■ Problem details
Display every line of the data below that contains the string "sink". Matching is case-sensitive.

───

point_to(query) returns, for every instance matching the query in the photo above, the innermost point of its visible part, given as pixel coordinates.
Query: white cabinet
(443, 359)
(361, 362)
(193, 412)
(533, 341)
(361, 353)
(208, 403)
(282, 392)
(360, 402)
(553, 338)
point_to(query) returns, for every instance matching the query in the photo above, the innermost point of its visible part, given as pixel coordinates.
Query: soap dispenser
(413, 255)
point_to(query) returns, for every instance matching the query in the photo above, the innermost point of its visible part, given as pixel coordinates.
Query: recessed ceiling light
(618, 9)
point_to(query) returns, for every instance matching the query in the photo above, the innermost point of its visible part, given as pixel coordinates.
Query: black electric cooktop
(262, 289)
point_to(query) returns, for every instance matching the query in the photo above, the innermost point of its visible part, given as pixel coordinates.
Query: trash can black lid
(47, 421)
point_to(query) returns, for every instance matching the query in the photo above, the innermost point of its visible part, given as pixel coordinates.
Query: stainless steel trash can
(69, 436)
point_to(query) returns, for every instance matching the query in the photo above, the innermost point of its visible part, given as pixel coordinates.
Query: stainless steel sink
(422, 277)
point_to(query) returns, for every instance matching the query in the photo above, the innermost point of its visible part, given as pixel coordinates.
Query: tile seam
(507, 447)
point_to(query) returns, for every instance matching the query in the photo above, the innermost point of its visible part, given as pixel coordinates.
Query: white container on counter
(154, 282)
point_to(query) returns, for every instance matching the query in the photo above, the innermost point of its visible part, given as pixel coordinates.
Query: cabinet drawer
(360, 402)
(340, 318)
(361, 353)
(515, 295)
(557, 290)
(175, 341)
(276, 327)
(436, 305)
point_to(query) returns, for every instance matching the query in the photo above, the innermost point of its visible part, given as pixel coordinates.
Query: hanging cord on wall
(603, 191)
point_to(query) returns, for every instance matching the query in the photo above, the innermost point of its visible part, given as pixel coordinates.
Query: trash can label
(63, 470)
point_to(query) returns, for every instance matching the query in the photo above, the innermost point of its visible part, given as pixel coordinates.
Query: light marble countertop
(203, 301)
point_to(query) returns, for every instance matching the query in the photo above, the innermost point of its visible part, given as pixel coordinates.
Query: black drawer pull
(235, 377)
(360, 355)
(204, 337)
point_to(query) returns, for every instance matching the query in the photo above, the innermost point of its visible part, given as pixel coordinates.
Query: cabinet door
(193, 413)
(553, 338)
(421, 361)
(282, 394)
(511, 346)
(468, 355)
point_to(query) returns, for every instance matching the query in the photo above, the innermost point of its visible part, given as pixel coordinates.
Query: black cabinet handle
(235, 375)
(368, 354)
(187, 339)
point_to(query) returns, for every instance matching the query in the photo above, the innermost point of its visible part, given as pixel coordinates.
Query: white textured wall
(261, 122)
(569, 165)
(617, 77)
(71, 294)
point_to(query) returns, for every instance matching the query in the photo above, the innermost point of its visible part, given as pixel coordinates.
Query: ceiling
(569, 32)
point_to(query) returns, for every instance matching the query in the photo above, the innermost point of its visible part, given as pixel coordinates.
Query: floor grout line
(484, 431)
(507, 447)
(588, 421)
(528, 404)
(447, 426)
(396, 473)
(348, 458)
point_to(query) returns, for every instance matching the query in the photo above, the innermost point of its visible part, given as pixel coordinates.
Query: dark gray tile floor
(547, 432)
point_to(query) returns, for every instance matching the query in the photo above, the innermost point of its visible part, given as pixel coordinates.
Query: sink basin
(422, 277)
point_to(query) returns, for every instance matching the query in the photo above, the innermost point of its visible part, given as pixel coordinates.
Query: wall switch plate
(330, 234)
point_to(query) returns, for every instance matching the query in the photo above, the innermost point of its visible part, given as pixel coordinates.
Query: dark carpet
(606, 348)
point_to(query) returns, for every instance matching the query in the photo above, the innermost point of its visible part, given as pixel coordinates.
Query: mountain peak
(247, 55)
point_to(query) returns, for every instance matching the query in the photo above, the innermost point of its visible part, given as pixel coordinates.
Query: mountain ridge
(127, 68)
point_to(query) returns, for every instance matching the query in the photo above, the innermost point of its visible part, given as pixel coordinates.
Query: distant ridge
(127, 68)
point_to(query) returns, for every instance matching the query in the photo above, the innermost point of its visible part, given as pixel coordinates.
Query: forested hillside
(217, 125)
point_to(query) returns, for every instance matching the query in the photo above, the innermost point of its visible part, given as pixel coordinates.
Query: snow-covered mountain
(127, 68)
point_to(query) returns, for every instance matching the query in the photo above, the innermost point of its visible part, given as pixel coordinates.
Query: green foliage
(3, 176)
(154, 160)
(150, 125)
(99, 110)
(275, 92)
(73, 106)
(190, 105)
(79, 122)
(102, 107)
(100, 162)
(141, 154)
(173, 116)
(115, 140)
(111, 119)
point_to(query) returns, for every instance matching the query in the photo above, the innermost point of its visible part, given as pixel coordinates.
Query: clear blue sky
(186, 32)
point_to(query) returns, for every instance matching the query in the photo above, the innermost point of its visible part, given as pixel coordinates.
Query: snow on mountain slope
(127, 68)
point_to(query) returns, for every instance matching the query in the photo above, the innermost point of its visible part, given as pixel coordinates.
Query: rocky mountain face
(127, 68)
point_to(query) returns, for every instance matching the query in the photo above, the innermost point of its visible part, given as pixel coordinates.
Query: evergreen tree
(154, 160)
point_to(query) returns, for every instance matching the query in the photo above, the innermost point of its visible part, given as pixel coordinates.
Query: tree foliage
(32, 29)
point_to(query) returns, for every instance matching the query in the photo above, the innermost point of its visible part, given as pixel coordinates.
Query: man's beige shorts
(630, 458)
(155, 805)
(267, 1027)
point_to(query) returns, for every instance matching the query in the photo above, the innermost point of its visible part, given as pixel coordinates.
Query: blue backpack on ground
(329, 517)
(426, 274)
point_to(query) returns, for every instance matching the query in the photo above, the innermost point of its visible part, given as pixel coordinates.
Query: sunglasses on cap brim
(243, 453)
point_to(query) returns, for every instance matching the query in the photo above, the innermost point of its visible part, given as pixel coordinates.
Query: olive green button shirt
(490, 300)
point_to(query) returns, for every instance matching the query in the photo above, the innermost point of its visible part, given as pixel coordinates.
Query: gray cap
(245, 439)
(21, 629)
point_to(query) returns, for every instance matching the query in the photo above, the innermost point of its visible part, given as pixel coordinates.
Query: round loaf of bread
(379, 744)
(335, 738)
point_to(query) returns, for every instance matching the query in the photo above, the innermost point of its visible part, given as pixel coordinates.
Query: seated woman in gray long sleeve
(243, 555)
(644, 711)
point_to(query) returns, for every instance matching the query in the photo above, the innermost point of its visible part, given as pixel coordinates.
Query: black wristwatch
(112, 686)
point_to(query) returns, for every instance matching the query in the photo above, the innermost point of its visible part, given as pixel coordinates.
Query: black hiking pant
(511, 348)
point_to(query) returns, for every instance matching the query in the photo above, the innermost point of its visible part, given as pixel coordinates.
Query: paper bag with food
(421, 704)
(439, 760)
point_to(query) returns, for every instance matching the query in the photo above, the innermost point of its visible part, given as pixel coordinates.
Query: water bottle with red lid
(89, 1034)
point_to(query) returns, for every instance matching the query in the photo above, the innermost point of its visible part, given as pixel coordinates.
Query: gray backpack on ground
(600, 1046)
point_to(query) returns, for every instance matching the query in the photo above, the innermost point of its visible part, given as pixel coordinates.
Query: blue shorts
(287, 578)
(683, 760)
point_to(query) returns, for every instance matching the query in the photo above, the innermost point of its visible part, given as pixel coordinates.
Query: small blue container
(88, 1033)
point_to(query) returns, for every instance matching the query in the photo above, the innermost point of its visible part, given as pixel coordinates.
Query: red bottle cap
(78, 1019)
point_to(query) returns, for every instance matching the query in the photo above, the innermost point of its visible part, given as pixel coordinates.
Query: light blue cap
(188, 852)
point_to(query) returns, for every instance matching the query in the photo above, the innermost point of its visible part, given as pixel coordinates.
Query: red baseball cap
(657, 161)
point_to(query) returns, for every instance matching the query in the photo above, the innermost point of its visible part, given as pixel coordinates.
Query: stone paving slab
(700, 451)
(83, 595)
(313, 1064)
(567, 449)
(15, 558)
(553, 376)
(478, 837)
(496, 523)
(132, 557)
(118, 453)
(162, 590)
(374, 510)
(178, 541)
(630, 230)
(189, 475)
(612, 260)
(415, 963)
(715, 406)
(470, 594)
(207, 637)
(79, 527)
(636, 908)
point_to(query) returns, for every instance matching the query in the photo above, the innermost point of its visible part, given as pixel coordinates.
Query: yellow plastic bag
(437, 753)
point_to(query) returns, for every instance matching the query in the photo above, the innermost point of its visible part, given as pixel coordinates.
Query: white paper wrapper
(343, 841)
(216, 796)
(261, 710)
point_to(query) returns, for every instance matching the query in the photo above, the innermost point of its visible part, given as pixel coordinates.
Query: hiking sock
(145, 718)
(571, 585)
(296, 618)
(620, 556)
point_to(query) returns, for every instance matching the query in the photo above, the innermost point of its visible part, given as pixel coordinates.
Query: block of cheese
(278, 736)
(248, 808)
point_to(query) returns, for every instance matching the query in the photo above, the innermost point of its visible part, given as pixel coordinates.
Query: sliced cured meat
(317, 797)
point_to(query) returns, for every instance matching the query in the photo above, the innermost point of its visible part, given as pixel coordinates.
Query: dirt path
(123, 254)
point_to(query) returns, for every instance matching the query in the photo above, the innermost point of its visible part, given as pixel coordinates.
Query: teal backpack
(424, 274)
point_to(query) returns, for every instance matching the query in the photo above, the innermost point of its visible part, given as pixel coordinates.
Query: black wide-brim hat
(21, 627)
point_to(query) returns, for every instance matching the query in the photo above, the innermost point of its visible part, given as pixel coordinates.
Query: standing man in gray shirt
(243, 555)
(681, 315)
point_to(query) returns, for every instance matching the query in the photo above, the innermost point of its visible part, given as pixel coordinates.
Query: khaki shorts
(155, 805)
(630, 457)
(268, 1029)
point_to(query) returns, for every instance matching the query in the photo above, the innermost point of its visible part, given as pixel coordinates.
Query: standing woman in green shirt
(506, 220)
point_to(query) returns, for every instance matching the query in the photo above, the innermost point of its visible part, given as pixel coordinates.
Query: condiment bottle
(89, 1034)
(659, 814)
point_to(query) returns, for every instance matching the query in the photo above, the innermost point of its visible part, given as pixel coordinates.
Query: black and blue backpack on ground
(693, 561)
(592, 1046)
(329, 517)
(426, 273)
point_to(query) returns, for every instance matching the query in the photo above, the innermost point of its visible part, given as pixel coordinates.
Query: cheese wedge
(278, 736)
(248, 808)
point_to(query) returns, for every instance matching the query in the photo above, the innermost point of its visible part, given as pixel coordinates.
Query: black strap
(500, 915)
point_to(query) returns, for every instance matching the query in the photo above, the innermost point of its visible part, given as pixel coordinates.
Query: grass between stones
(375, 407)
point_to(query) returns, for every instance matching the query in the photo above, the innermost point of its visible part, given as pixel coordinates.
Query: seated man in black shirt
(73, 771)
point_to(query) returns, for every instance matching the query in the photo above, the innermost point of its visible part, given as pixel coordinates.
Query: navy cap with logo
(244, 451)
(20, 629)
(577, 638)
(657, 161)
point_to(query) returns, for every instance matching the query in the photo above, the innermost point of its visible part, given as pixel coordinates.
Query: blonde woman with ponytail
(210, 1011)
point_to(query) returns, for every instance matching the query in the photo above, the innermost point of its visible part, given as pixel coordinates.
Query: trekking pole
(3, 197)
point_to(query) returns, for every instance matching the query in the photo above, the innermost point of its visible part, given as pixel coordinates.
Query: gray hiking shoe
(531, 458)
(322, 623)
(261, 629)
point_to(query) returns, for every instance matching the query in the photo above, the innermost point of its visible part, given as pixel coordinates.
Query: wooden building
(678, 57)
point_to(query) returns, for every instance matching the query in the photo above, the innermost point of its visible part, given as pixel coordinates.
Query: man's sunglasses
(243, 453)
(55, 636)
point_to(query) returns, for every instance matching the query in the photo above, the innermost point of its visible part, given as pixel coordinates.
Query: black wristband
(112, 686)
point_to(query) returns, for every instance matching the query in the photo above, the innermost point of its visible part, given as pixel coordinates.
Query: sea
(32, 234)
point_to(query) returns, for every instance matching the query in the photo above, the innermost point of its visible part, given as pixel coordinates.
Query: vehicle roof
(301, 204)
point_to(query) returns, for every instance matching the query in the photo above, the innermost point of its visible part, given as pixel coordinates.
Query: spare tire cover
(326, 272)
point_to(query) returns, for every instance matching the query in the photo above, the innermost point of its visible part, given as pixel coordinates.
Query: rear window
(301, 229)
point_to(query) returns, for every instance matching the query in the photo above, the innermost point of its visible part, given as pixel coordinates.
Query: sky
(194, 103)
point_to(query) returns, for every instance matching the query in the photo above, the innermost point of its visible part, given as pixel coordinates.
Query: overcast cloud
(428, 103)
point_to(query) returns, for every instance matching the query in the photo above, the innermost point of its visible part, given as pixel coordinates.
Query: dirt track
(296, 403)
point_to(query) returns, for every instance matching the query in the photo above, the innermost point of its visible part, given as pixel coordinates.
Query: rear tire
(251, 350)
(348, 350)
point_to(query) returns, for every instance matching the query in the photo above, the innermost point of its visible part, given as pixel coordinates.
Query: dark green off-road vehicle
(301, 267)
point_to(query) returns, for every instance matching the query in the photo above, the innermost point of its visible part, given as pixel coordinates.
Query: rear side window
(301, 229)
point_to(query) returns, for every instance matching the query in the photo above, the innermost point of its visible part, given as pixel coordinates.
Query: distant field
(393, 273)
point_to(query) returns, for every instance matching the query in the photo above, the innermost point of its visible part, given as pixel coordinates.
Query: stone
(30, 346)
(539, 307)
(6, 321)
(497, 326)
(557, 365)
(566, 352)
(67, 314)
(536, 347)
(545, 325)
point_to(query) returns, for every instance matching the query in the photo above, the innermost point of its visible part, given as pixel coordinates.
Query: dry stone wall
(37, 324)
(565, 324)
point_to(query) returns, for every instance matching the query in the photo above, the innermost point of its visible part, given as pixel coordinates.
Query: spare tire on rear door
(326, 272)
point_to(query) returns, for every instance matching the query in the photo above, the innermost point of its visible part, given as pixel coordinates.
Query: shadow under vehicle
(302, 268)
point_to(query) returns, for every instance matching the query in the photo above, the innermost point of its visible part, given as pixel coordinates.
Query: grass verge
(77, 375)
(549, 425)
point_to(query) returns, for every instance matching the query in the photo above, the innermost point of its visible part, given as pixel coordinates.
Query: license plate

───

■ Solution to the exercise
Query: stainless steel sink
Query: sink basin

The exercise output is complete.